- **Goal**
Could you convert the lines below into a JSON list of strings, with one string per line and any blank lines left out?

(Dataset excerpt)
* START *

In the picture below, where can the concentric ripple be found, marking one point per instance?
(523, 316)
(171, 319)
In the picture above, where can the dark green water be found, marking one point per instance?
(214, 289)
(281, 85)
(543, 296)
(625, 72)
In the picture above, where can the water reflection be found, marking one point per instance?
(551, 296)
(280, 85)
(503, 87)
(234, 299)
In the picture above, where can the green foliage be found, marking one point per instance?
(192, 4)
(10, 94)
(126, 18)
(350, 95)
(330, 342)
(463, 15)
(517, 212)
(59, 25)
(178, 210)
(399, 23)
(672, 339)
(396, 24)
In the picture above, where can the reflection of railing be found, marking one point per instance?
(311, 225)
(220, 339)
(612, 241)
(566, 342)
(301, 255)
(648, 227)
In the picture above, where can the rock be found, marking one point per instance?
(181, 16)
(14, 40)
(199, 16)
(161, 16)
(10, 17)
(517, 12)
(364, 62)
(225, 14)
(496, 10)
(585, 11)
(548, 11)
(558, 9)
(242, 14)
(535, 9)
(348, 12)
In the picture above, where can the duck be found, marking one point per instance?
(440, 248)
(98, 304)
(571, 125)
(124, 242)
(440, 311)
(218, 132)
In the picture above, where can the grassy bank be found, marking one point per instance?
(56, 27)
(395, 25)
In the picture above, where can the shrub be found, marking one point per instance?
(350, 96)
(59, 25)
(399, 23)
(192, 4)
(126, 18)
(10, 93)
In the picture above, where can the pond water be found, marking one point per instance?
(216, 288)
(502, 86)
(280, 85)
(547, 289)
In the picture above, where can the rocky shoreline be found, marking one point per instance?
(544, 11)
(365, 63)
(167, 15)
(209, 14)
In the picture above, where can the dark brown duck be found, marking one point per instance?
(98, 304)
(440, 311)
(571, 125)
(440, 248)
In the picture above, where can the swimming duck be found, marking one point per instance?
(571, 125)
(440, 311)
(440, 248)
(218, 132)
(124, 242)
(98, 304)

* END *

- **Result of this exercise**
[
  "In the picture below, where can the concentric ripple be found, marking one point per instance?",
  "(523, 316)",
  "(171, 319)",
  "In the picture above, where can the dark green water be found, marking one point per instance?",
  "(214, 289)",
  "(281, 85)",
  "(543, 296)",
  "(625, 72)",
  "In the picture above, where can the water reflection be found, marking one point per instance?",
  "(551, 296)",
  "(280, 85)",
  "(503, 87)",
  "(234, 299)",
  "In the picture above, where can the green foliage be found, marking one point per instance?",
  "(192, 4)",
  "(10, 94)",
  "(126, 18)",
  "(350, 95)",
  "(330, 342)",
  "(463, 15)",
  "(517, 212)",
  "(59, 25)",
  "(178, 210)",
  "(399, 23)",
  "(672, 339)",
  "(396, 24)",
  "In the picture above, where can the reflection of railing be found, marking one point per instance?",
  "(311, 225)",
  "(220, 339)",
  "(612, 241)",
  "(566, 342)",
  "(301, 255)",
  "(648, 227)",
  "In the picture above, where can the rock be found, marking one point per instance?",
  "(181, 16)",
  "(14, 40)",
  "(199, 16)",
  "(161, 16)",
  "(10, 17)",
  "(517, 12)",
  "(364, 62)",
  "(225, 14)",
  "(496, 10)",
  "(585, 11)",
  "(548, 11)",
  "(558, 9)",
  "(242, 14)",
  "(535, 9)",
  "(348, 12)",
  "In the picture above, where can the duck be found, marking one point per instance?",
  "(440, 248)",
  "(98, 304)",
  "(571, 125)",
  "(124, 242)",
  "(440, 311)",
  "(218, 132)",
  "In the picture above, where can the grassy bank be found, marking one point per instance?",
  "(56, 27)",
  "(395, 25)",
  "In the picture above, where can the shrub be found, marking one point per instance?",
  "(350, 96)",
  "(59, 25)",
  "(399, 23)",
  "(192, 4)",
  "(126, 18)",
  "(10, 93)",
  "In the picture above, where can the pond water be found, marking one point per instance?",
  "(216, 288)",
  "(502, 86)",
  "(280, 85)",
  "(547, 289)",
  "In the picture above, where can the rocky shoreline be found, marking one point per instance?",
  "(544, 11)",
  "(365, 63)",
  "(167, 15)",
  "(209, 14)",
  "In the picture above, where can the dark brown duck be found, marking one point per instance?",
  "(98, 304)",
  "(440, 311)",
  "(571, 125)",
  "(440, 248)",
  "In the picture above, where can the swimming duck be found, marking one point per instance?",
  "(571, 125)",
  "(440, 311)",
  "(440, 248)",
  "(218, 132)",
  "(124, 242)",
  "(98, 304)"
]